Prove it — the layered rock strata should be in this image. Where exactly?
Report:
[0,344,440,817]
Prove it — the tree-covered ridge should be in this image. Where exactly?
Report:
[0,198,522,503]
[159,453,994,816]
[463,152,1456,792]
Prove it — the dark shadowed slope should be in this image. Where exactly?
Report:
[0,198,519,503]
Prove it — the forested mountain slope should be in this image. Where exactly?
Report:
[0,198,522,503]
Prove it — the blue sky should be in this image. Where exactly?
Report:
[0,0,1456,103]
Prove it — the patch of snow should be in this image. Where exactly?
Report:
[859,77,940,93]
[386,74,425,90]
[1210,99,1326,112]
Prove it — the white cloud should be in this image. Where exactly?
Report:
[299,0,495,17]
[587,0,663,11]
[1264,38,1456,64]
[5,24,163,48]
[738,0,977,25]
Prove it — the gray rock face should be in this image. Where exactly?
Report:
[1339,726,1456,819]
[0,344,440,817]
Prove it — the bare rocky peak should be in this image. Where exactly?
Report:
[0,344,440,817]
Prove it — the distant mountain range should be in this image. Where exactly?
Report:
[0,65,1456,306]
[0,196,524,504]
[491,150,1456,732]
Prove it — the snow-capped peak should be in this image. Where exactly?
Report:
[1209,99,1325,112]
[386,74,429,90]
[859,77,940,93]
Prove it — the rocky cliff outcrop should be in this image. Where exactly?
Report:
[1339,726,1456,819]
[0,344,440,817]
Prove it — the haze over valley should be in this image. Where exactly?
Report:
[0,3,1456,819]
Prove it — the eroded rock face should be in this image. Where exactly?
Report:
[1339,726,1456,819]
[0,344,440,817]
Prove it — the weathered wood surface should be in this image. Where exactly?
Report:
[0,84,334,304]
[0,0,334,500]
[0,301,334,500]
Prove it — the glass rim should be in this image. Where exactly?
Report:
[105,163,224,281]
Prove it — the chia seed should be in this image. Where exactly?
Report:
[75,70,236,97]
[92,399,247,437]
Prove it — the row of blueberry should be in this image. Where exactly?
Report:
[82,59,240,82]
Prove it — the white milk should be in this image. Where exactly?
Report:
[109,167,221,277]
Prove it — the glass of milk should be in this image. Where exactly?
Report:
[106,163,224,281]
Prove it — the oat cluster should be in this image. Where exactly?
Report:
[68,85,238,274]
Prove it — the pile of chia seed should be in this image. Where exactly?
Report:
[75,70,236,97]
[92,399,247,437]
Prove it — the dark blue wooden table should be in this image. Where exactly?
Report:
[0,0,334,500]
****
What you need to do —
Please convert all of the items above into a two-column CSV with the headers "text" and "answer". Give one row per item, put each field in quotes, and replace line breaks with spaces.

Correct response —
text,answer
"Prove it — the layered rock strata should be in this image. Where exactly? Report:","[0,344,440,817]"
"Prove it — the tree-covered ridge should be in this image. Where exactly? Report:","[0,198,522,503] [159,453,994,816] [463,152,1456,792]"
"Prove it — the dark shadowed slope should be in this image. Where exactly? Report:","[0,198,519,503]"
"Prove it — the forested mountain slope should be in this image. Where exactly? Report:","[0,198,522,503]"
"Prove it — the blue sky should be in this image. Where exactly? Report:","[0,0,1456,103]"
"Prove it — the patch of snow should be in this image. Where exactly? Report:","[859,77,940,93] [386,74,425,90] [1210,99,1326,112]"
"Prove it — the white cloud should be in this image. Where exactly? Report:","[299,0,495,17] [587,0,663,11] [1264,38,1456,64] [5,24,163,48] [738,0,977,25]"
"Prove it — the gray rock face should be in this image. Where exactly? Report:","[1339,726,1456,819] [0,344,440,817]"
"Prove it — the bare rocky peak should be in this image. Where exactly? Report:","[0,344,440,817]"
"Prove it — the distant mountain range should be in this image. Where exactly? Report:","[0,65,1456,306] [0,196,524,504] [491,150,1456,732]"
"Prove it — the snow-capped peak should be in this image. Where exactly? Report:","[1209,99,1325,112] [386,74,429,90] [859,77,940,93]"
"Prove it — the rocky cliff outcrop should be in this image. Where exactly? Report:","[1339,726,1456,819] [0,344,440,817]"
"Prove it — the haze over valley should be in this image. Where exactly? Report:","[0,3,1456,819]"
"Prove it — the eroded rock face should be in this image. Where exactly? Report:","[1339,726,1456,819] [0,344,440,817]"
"Prove it — the weathered wood surface should be in this image. Where exactly? Report:","[0,84,334,304] [0,0,334,500] [0,301,334,500]"
"Prove it — the glass rim should be in this image. Where exactly? Report:","[105,163,224,281]"
"Prove it — the chia seed should be in this image. Where exactly? Report:","[75,70,236,97] [92,399,247,437]"
"Prove it — the row of blueberry should be in this image. Where exactly? Report:","[82,59,240,82]"
"Prove it — the white milk should be in this image. Where exactly? Report:","[109,167,221,277]"
"Prove it — the glass of milk should be in this image. Where exactly? Report:","[106,163,224,281]"
"Prove it — the oat cluster should be in this image. Where exactly? Report:","[68,85,238,274]"
"Prove it — the pile of chia seed should be in this image. Where exactly? Report:","[75,70,236,97] [92,399,247,437]"
"Prove it — the dark blue wooden table should be in this image. Where exactly? Report:","[0,0,334,500]"